» **PROBLEM TO SOLVE**
Copy out each line featuring the string "gold" from the entries beneath.

» **INPUT**
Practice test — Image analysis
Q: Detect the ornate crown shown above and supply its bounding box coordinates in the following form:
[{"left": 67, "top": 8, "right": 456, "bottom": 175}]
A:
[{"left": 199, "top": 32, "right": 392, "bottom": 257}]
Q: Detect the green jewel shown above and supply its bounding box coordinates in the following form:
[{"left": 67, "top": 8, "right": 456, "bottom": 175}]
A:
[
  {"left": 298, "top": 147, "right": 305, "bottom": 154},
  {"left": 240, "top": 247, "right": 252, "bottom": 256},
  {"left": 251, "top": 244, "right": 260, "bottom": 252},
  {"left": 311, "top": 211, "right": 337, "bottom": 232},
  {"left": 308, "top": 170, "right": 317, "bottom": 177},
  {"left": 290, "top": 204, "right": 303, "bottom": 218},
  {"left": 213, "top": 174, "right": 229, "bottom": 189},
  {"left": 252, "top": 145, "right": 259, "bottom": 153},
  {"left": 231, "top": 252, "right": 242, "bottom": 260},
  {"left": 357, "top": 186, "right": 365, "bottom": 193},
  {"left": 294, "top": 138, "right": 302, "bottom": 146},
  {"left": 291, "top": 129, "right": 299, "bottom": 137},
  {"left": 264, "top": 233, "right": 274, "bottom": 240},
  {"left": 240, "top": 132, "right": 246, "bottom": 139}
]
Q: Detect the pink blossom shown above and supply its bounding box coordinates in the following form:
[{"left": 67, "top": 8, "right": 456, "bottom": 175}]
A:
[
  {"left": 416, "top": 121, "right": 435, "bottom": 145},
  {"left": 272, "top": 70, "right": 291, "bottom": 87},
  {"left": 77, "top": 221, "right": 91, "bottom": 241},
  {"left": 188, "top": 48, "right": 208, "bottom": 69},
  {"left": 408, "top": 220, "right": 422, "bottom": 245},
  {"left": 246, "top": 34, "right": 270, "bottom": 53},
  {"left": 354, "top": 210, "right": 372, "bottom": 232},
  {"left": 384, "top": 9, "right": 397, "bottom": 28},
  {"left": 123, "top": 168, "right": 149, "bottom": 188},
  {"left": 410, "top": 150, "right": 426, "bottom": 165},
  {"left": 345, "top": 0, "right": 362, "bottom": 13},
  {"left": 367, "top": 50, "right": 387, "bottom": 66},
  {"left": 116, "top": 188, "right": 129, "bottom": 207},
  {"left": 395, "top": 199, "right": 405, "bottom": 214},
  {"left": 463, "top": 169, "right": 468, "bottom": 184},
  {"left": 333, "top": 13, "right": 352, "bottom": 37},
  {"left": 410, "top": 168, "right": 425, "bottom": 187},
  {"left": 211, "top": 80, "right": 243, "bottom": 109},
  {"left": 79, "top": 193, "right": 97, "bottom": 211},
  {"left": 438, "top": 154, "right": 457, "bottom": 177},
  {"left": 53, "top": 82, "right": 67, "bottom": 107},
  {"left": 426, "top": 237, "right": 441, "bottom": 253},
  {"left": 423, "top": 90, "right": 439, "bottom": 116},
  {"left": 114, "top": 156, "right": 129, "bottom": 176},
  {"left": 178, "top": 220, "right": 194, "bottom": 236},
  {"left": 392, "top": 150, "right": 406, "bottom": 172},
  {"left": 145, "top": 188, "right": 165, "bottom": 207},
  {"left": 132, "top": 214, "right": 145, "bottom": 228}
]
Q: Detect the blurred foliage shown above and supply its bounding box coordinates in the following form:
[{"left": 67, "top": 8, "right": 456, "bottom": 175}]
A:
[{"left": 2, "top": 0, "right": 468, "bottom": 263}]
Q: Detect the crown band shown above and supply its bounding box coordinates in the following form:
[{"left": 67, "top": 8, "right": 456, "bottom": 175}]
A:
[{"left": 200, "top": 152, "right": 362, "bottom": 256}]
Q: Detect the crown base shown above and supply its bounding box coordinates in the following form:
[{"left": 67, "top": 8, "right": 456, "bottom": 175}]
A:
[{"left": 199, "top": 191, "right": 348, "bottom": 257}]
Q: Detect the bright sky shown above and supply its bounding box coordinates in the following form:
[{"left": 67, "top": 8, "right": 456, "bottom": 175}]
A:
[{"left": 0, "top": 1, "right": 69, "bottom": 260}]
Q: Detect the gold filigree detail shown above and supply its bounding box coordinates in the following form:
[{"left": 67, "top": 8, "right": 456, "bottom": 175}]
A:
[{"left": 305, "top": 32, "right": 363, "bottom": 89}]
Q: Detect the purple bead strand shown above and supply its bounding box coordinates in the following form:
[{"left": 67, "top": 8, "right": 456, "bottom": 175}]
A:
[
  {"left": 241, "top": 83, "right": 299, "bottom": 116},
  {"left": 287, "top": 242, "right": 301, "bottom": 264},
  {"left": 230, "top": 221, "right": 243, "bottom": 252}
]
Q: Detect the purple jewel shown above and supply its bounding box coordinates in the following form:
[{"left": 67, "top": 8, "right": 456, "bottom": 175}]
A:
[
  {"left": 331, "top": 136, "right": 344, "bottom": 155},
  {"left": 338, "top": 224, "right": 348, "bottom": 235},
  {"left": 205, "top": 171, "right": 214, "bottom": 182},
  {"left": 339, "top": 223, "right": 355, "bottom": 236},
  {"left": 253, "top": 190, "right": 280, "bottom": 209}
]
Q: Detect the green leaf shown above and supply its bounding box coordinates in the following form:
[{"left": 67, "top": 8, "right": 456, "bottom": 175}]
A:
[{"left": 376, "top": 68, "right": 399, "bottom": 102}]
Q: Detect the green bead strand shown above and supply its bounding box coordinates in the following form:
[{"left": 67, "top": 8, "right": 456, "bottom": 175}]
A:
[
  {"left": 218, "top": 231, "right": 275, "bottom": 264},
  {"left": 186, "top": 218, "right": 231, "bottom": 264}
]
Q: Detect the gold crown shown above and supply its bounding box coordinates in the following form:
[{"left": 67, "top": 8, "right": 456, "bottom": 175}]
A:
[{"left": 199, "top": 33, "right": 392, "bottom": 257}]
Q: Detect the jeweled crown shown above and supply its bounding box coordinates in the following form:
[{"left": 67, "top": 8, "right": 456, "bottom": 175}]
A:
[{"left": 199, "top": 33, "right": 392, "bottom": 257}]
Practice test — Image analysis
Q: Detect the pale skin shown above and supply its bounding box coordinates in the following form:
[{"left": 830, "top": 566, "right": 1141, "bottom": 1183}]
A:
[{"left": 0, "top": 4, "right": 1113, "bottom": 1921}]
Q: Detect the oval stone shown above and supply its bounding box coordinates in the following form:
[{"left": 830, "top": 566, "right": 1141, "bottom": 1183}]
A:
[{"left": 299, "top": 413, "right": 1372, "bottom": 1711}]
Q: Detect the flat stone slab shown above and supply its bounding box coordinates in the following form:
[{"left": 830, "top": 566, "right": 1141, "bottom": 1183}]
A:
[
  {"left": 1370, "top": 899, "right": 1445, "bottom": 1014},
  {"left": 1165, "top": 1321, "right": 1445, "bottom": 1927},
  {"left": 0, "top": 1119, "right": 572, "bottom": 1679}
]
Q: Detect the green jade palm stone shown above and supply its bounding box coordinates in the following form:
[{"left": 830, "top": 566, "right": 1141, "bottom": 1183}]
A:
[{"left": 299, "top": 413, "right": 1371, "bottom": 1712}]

» **SOLVED EXERCISE**
Q: Detect the gold filigree detail shown above and supply its bounding box coordinates in the following form:
Q: Detect the gold crown shown above and supply its bounding box coordinates in the following form:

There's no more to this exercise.